## Page excerpt

Two faculty members of the Princeton School of Public and International Affairs have been elected to the prestigious National Academy of Sciences.
Cecilia Elena Rouse, the Lawrence and Shirley Katzman and Lewis and Anna Ernst Professor in the Economics of Education, and a professor of economics and public affairs, and Noreen J. Goldman, the Hughes-Rogers Professor of Demography and Public Affairs and a faculty associate at the Office of Population Research, are among the new NAS members announced today.
Rouse, a labor economist with a focus on the economics of education, is a former dean of Princeton SPIA. She is currently on leave from Princeton while serving as president of the Brookings Institution. Rouse is a former chair and member of the Council of Economic Advisors, a member of the American Philosophical Society and the National Academy of Education, and the founding director of the Princeton Education Research Section. She joined the Princeton faculty in 1992 after earning her Ph.D. in economics from Harvard University, where she also completed her undergraduate work.

## Exercise aim
Write out the passage about the two Princeton faculty members elected to the National Academy of Sciences word for word, between "Cecilia Elena Rouse, the" and "members announced today.", inclusive.

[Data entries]

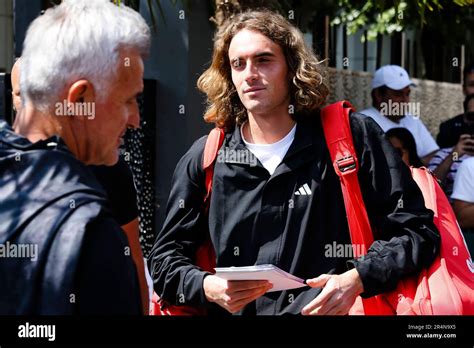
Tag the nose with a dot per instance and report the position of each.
(251, 72)
(134, 118)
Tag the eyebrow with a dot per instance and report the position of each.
(258, 55)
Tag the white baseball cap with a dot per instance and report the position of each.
(392, 76)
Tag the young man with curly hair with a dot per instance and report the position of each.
(265, 88)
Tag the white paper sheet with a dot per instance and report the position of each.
(280, 279)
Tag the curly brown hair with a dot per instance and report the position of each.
(308, 87)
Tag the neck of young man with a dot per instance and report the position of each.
(268, 128)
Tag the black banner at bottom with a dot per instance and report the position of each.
(288, 331)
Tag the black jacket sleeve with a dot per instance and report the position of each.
(406, 239)
(106, 278)
(175, 277)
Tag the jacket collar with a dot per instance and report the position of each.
(299, 151)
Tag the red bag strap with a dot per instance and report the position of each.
(337, 131)
(214, 142)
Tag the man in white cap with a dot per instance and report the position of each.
(391, 108)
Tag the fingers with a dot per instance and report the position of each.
(319, 301)
(242, 285)
(318, 281)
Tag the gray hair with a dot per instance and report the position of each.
(79, 39)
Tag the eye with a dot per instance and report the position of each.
(237, 63)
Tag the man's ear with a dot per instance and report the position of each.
(81, 91)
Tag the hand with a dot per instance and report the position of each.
(465, 145)
(233, 295)
(338, 295)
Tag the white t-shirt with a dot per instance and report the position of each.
(464, 183)
(271, 155)
(425, 144)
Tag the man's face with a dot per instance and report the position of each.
(259, 73)
(396, 97)
(468, 87)
(15, 79)
(101, 136)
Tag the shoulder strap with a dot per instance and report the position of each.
(337, 131)
(214, 142)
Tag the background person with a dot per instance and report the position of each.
(390, 92)
(451, 130)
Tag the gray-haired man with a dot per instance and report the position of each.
(81, 71)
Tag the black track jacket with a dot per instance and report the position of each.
(255, 218)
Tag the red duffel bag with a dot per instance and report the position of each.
(444, 288)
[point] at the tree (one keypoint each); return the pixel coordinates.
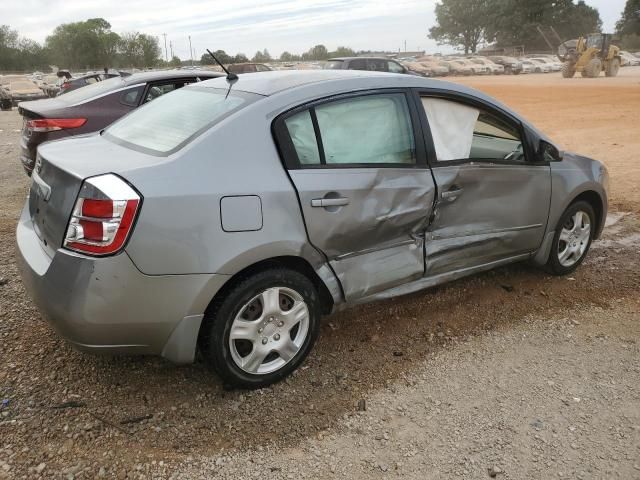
(83, 44)
(261, 57)
(319, 52)
(515, 22)
(629, 24)
(461, 23)
(342, 52)
(138, 50)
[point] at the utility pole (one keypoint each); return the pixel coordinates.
(166, 55)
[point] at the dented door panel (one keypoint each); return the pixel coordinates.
(486, 212)
(371, 228)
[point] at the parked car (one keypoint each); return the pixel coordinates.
(248, 67)
(233, 217)
(93, 107)
(436, 67)
(417, 68)
(458, 67)
(18, 89)
(72, 84)
(510, 64)
(536, 66)
(493, 68)
(373, 64)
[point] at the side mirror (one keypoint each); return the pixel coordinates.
(549, 152)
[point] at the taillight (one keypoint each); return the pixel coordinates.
(51, 124)
(103, 216)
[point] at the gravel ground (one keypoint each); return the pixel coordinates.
(510, 374)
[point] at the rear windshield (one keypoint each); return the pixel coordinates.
(91, 90)
(172, 120)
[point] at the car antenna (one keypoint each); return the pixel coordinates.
(231, 77)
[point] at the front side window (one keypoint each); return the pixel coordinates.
(462, 132)
(169, 122)
(366, 130)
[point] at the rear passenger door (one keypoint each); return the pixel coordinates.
(359, 167)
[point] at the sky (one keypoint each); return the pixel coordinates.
(250, 25)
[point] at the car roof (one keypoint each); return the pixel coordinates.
(344, 59)
(142, 77)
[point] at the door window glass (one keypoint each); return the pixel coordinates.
(463, 132)
(377, 65)
(395, 67)
(358, 64)
(300, 127)
(373, 129)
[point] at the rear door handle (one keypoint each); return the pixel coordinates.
(329, 202)
(452, 193)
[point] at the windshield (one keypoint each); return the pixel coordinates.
(170, 121)
(91, 90)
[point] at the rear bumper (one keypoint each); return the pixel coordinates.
(106, 305)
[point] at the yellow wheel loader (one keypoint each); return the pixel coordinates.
(590, 55)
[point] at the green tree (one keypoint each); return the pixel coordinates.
(461, 23)
(261, 57)
(342, 52)
(90, 43)
(629, 24)
(319, 52)
(515, 22)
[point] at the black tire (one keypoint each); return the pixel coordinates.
(568, 70)
(554, 266)
(612, 68)
(219, 317)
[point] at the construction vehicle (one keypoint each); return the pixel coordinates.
(590, 55)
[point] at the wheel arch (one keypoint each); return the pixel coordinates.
(320, 277)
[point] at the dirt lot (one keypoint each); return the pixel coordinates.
(511, 374)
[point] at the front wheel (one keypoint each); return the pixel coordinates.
(262, 329)
(572, 239)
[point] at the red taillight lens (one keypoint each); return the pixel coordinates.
(51, 124)
(100, 226)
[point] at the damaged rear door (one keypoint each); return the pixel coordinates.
(366, 192)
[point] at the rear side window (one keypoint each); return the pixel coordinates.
(367, 130)
(169, 122)
(333, 65)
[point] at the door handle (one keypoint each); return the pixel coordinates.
(453, 193)
(329, 202)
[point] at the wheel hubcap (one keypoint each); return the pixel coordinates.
(269, 330)
(574, 239)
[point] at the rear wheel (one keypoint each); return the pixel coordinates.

## Your response
Cecilia Elena Rouse, the Lawrence and Shirley Katzman and Lewis and Anna Ernst Professor in the Economics of Education, and a professor of economics and public affairs, and Noreen J. Goldman, the Hughes-Rogers Professor of Demography and Public Affairs and a faculty associate at the Office of Population Research, are among the new NAS members announced today.